WORK REQUIRED
Render every line of the items below as a Markdown table with the columns "Row" and "Line," numbering the rows in order and skipping blank lines. Leave the pictures out of the table.

-- start MATERIAL PROVIDED --

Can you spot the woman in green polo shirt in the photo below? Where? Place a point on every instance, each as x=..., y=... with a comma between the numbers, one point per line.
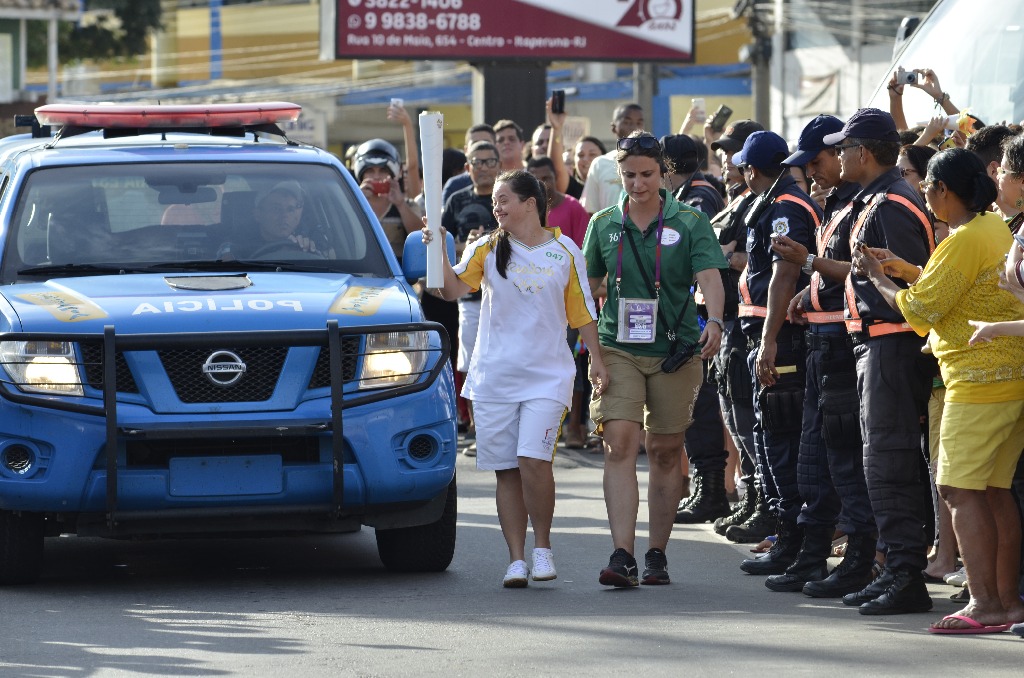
x=651, y=249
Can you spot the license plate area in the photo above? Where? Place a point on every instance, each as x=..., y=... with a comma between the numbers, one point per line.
x=217, y=476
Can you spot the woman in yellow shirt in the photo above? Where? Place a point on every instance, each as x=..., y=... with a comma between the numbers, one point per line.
x=982, y=430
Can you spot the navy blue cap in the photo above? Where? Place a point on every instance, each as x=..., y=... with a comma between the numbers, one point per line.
x=866, y=124
x=812, y=139
x=762, y=150
x=682, y=151
x=732, y=140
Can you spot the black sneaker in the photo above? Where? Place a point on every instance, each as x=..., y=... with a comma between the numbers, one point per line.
x=655, y=568
x=622, y=570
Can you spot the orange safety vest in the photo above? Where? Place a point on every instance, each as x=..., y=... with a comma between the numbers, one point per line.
x=856, y=324
x=819, y=315
x=747, y=307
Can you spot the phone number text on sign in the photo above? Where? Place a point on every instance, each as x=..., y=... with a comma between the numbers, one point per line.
x=421, y=22
x=407, y=4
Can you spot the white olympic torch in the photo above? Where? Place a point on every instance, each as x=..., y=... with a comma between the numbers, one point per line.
x=432, y=143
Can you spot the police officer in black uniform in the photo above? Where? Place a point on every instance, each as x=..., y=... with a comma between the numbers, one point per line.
x=830, y=467
x=705, y=440
x=770, y=283
x=893, y=376
x=731, y=373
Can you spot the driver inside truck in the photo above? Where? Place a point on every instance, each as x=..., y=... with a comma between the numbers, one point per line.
x=276, y=215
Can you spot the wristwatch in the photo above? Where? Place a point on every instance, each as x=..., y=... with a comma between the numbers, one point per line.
x=808, y=266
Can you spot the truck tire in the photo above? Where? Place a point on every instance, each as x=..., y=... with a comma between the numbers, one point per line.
x=426, y=548
x=20, y=547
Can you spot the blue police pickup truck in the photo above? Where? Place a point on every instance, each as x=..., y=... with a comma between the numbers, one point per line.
x=205, y=331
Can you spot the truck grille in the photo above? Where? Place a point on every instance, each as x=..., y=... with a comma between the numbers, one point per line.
x=349, y=356
x=184, y=369
x=92, y=359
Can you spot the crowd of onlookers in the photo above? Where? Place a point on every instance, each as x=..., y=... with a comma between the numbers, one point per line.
x=829, y=362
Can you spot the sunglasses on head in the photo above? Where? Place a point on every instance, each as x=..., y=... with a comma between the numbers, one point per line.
x=645, y=141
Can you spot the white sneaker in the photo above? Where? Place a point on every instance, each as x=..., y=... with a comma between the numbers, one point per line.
x=517, y=576
x=544, y=565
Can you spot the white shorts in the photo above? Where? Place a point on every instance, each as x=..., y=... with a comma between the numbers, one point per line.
x=506, y=431
x=469, y=324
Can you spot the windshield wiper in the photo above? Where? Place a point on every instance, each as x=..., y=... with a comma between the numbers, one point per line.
x=77, y=268
x=236, y=264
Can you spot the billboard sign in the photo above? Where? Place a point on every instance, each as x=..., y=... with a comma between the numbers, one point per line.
x=538, y=30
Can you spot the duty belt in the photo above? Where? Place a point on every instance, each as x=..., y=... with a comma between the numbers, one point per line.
x=859, y=336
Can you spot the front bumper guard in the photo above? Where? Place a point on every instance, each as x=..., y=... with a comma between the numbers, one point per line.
x=329, y=337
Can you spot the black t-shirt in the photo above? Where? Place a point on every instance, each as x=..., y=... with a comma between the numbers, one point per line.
x=733, y=230
x=576, y=186
x=791, y=213
x=701, y=195
x=840, y=215
x=892, y=225
x=464, y=212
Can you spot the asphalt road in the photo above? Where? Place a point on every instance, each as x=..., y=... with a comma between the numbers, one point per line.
x=325, y=606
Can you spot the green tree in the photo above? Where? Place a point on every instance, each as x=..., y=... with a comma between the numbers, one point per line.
x=125, y=36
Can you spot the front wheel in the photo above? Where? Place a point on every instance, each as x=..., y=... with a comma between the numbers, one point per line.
x=426, y=548
x=20, y=547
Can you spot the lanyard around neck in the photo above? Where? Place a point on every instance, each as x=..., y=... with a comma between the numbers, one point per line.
x=657, y=249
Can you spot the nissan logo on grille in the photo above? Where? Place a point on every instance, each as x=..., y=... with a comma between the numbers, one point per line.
x=223, y=368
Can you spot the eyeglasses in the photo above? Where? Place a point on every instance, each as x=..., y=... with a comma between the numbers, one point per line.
x=645, y=141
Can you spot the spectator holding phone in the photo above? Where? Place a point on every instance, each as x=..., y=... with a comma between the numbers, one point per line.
x=377, y=170
x=982, y=430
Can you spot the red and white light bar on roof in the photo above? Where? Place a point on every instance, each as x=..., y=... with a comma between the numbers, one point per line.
x=210, y=115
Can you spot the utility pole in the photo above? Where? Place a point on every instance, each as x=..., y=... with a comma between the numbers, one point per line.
x=758, y=53
x=644, y=90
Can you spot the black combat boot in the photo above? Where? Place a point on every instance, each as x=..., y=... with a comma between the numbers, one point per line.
x=811, y=563
x=694, y=495
x=905, y=594
x=755, y=528
x=710, y=503
x=782, y=553
x=871, y=591
x=742, y=511
x=852, y=574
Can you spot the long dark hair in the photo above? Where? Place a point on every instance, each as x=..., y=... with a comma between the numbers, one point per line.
x=524, y=185
x=966, y=176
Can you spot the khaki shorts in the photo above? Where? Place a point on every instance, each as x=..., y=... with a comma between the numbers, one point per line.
x=980, y=445
x=640, y=391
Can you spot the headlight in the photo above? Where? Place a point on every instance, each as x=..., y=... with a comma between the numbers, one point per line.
x=42, y=367
x=394, y=358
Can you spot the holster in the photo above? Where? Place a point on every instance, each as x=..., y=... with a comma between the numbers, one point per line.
x=840, y=406
x=782, y=405
x=736, y=384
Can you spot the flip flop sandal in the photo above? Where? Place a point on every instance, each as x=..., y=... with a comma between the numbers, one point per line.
x=973, y=627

-- end MATERIAL PROVIDED --

SOLUTION TO THE EXERCISE
| Row | Line |
|---|---|
| 1 | Can you spot the woman in green polo shirt in the photo below? Where? Place a point on every instance, each as x=..., y=... with a comma between the numbers, one point per line. |
| 2 | x=651, y=249 |
| 3 | Can you spot the license plate area in the photo above? Where? Place a point on every instance, each as x=..., y=... with a comma between the numbers, one point per line. |
| 4 | x=217, y=476 |
| 5 | Can you spot the woman in yellow shirt in the photo above? Where? Place a point on every instance, each as x=..., y=... with a comma between the numbers, one point per line. |
| 6 | x=982, y=430 |
| 7 | Can you spot the navy blue cap in the photo above? Where? Place a point on every instance, each as x=..., y=... with a comma between the numbers, one point per line. |
| 8 | x=866, y=124 |
| 9 | x=812, y=139 |
| 10 | x=762, y=150 |
| 11 | x=682, y=151 |
| 12 | x=732, y=140 |
| 13 | Can you spot the black sneaker in the photo above? Where? Place a point on every instance, each as x=..., y=... with a comma between the numbers, one point per line. |
| 14 | x=655, y=568 |
| 15 | x=622, y=570 |
| 16 | Can you spot the orange safety vest in the photo above? Where? Place a point on every instance, each as x=..., y=... with a comma between the numbers, one point per line. |
| 17 | x=856, y=324 |
| 18 | x=819, y=315 |
| 19 | x=747, y=307 |
| 20 | Can you spot the phone number text on sign in the photo above? Where? Place a point on every instance, each as x=..., y=... with a comma between the numbers, one point per line. |
| 21 | x=421, y=22 |
| 22 | x=407, y=4 |
| 23 | Can you spot the white olympic torch in the photo above? Where? Place a point on every instance, each as x=..., y=... with a comma between the numbers, one point per line. |
| 24 | x=432, y=143 |
| 25 | Can you spot the police officer in black uniform in the photo above? Where? Place a point on every instance, each as x=..., y=... with a comma between the numbers, one point per line. |
| 26 | x=830, y=467 |
| 27 | x=705, y=440 |
| 28 | x=770, y=283 |
| 29 | x=893, y=376 |
| 30 | x=731, y=373 |
| 31 | Can you spot the driver inside truck in the photo above? Where? Place a point on every instance, each as x=..., y=... with a comma between the numbers, one point per line. |
| 32 | x=276, y=215 |
| 33 | Can you spot the wristwatch in the photo above? Where? Place a point on every instance, each as x=..., y=... with a comma between the numbers, one point per line. |
| 34 | x=808, y=266 |
| 35 | Can you spot the truck tire in the photo above? Where? Place a point on every instance, each as x=..., y=... with a comma between the numbers, one point per line. |
| 36 | x=426, y=548 |
| 37 | x=20, y=547 |
| 38 | Can you spot the blue police pickup truck in the photo above? Where? Place a point on every instance, each as x=..., y=... with a comma between the numbers, one point per line. |
| 39 | x=205, y=331 |
| 40 | Can you spot the truck grille in the photo above? Where? Place a point on every instance, each as x=..., y=... with a comma between the numbers, one point per line. |
| 41 | x=349, y=356 |
| 42 | x=184, y=369 |
| 43 | x=92, y=359 |
| 44 | Can you spot the crowd of onlookers in the photo above? Where? Place a point on every instance, each as x=..., y=... with a comma between the numbers, one point per line. |
| 45 | x=829, y=362 |
| 46 | Can you spot the sunglasses on head in the photo above? Where? Place a point on every instance, each as x=..., y=... with a comma between the numbers, one point per line. |
| 47 | x=645, y=141 |
| 48 | Can you spot the white sneaker in the photo above? Where? Place a point on every instance, each as x=..., y=... with a comma between the numbers, one point per line. |
| 49 | x=517, y=576 |
| 50 | x=544, y=565 |
| 51 | Can you spot the white shorts in the photo above? Where? Place a point on every instance, each as x=..., y=... with a comma between the numbers, one point per line. |
| 52 | x=506, y=431 |
| 53 | x=469, y=324 |
| 54 | Can you spot the windshield wiper in the photo above? Where? Place a point on every instance, each as x=..., y=... with a comma between the numbers, one point per line. |
| 55 | x=77, y=268 |
| 56 | x=236, y=264 |
| 57 | Can you spot the billboard sign in the photo above? Where? Place a point on every instance, each as x=..., y=... with a comma between the numbers, one point per line. |
| 58 | x=538, y=30 |
| 59 | Can you spot the duty belt in the photo above? Where? Place a point on every instance, each as x=..., y=... with a comma between the numbers, one point per line. |
| 60 | x=859, y=336 |
| 61 | Can you spot the front bumper guard in the photo above? Where? Place a point on every instance, each as x=..., y=... with a comma between the numbers, one point per line. |
| 62 | x=329, y=337 |
| 63 | Can you spot the black t-shirt in the photo above? Where? Place a point on every instance, each as x=..., y=... with a comma between the numbers, one point per line. |
| 64 | x=733, y=230 |
| 65 | x=576, y=186 |
| 66 | x=791, y=213 |
| 67 | x=701, y=195 |
| 68 | x=840, y=215 |
| 69 | x=892, y=225 |
| 70 | x=464, y=212 |
| 71 | Can you spot the asphalt road in the photo above? Where? Place a point on every instance, each as x=..., y=... with a comma between the numbers, one point per line. |
| 72 | x=325, y=606 |
| 73 | Can you spot the green tree in the photo above? Where? Place a point on every instance, each as x=..., y=... with a comma between the numbers, one point per line. |
| 74 | x=125, y=36 |
| 75 | Can you spot the front wheel in the photo above? Where? Place a point on every instance, each as x=..., y=... with a comma between the numbers, one point per line. |
| 76 | x=426, y=548 |
| 77 | x=20, y=547 |
| 78 | Can you spot the lanyard around neck in the photo above? Where? Place a point on every instance, each as x=..., y=... with a comma between the numbers, one point per line. |
| 79 | x=657, y=249 |
| 80 | Can you spot the nissan logo on grille in the photo above? Where? Place a point on every instance, each as x=..., y=... with a comma between the numbers, one point per line. |
| 81 | x=223, y=368 |
| 82 | Can you spot the eyeglasses in the photo above? Where? Place a point on every instance, each as x=..., y=... with a comma between the numbers, one point per line. |
| 83 | x=645, y=141 |
| 84 | Can you spot the spectator holding phone in the photo above? Where? Place a point on every instance, each as x=..., y=... with a comma between the numbers, one point per line. |
| 85 | x=377, y=170 |
| 86 | x=982, y=430 |
| 87 | Can you spot the red and white light bar on roof in the photo above? Where? Place a point on every instance, each as x=..., y=... with a comma between the numbers, one point per line. |
| 88 | x=210, y=115 |
| 89 | Can you spot the utility pole in the photo above? Where? Place a point on every instance, each as x=..., y=... with a comma between the numbers, one point per line. |
| 90 | x=758, y=53 |
| 91 | x=644, y=90 |
| 92 | Can you spot the black combat boot in the photo above? Where? Place a point on every instance, each as x=..., y=... with a comma between the numbers, one point per line. |
| 93 | x=811, y=563 |
| 94 | x=694, y=495 |
| 95 | x=905, y=594 |
| 96 | x=755, y=528 |
| 97 | x=710, y=503 |
| 98 | x=782, y=553 |
| 99 | x=871, y=591 |
| 100 | x=742, y=511 |
| 101 | x=852, y=574 |
| 102 | Can you spot the long dark hair in the photo above? Where? Place a point on every instance, each as x=..., y=... with a comma between the numbers, one point per line. |
| 103 | x=524, y=185 |
| 104 | x=966, y=176 |
| 105 | Can you spot the khaki shorts in the photo above? Where? Place a point on every instance, each as x=..., y=... with a comma between the numbers, one point per line. |
| 106 | x=980, y=445 |
| 107 | x=640, y=391 |
| 108 | Can you spot the headlight in the photo above? Where? Place a point on every instance, each as x=..., y=... with a comma between the numbers, one point per line. |
| 109 | x=42, y=367 |
| 110 | x=394, y=358 |
| 111 | Can you spot the holster in the photo above? Where? Place a point on every instance, each as x=..., y=... with a comma between the numbers, one point per line. |
| 112 | x=840, y=406 |
| 113 | x=782, y=405 |
| 114 | x=736, y=384 |
| 115 | Can you spot the flip flop sandal in the photo above? Where? Place a point on every instance, each as x=..., y=... with a comma between the numbers, one point per line. |
| 116 | x=973, y=627 |